▶ **Material provided**
_ _ _ _
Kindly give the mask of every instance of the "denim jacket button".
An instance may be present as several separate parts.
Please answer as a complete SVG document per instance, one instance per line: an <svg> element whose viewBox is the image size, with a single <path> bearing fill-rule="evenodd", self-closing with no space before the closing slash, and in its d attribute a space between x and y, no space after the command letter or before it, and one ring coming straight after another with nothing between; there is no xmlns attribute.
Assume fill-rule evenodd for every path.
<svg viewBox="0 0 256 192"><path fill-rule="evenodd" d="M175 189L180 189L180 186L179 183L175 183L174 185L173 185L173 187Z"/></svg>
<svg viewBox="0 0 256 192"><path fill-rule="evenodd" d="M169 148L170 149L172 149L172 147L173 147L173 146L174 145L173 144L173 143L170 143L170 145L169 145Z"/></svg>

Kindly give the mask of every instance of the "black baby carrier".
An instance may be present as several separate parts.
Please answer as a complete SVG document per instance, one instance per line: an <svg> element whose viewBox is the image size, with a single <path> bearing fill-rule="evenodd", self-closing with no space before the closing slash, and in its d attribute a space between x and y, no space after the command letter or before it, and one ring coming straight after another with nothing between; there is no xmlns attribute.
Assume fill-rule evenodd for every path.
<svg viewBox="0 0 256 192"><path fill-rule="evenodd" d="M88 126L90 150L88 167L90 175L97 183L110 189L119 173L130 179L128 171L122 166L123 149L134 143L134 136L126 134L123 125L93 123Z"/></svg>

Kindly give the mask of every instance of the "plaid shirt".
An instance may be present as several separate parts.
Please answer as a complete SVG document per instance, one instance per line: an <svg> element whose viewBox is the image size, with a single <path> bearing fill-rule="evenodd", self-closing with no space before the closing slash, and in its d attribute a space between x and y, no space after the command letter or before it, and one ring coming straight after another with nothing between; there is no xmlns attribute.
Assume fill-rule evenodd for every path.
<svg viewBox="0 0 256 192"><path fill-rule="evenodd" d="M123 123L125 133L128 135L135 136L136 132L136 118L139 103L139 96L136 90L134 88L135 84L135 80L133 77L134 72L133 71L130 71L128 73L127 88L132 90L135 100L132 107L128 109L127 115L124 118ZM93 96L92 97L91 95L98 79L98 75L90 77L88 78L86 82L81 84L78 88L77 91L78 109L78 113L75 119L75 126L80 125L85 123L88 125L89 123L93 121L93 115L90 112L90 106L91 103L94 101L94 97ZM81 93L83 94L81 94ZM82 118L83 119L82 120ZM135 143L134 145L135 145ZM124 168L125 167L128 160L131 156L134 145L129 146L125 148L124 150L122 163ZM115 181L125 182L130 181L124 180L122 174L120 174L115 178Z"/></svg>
_ _ _ _
▶ **Task directions**
Copy the records again, without any changes, for the stretch from the start of the records through the line that contains "126L90 150L88 167L90".

▶ **Response below**
Kindly give the mask of every instance of the "denim jacket button".
An instance may be present as several separate parts.
Please answer as a complete SVG document per instance, one instance per line: an <svg> element whose viewBox is the image size, with a single <path> bearing fill-rule="evenodd", self-closing with no space before the closing slash, and in its d attribute a space between x and y, no space after the command letter or before it, and one ring coming straight after another with nothing between; there is no xmlns attribute.
Assume fill-rule evenodd for every path.
<svg viewBox="0 0 256 192"><path fill-rule="evenodd" d="M175 189L180 189L180 186L179 183L175 183L174 185L173 185L173 187Z"/></svg>
<svg viewBox="0 0 256 192"><path fill-rule="evenodd" d="M169 148L170 149L172 149L172 147L173 147L173 146L174 145L173 144L173 143L170 143L170 145L169 145Z"/></svg>

Kindly give the mask of every instance of the "black baby carrier".
An instance may be present as several separate parts.
Please answer as a complete SVG document per instance, one instance per line: an <svg> element whose viewBox is the image size, with a single <path> bearing fill-rule="evenodd", self-closing with no space before the closing slash, and in its d attribute a space between x and y, no space after the command letter or before it, and one ring coming straight after another with nothing between; there is no xmlns attribute.
Assume fill-rule evenodd for every path.
<svg viewBox="0 0 256 192"><path fill-rule="evenodd" d="M88 126L90 150L88 167L90 175L97 183L110 189L119 173L130 179L128 171L122 166L123 149L134 143L134 136L126 134L123 125L93 123Z"/></svg>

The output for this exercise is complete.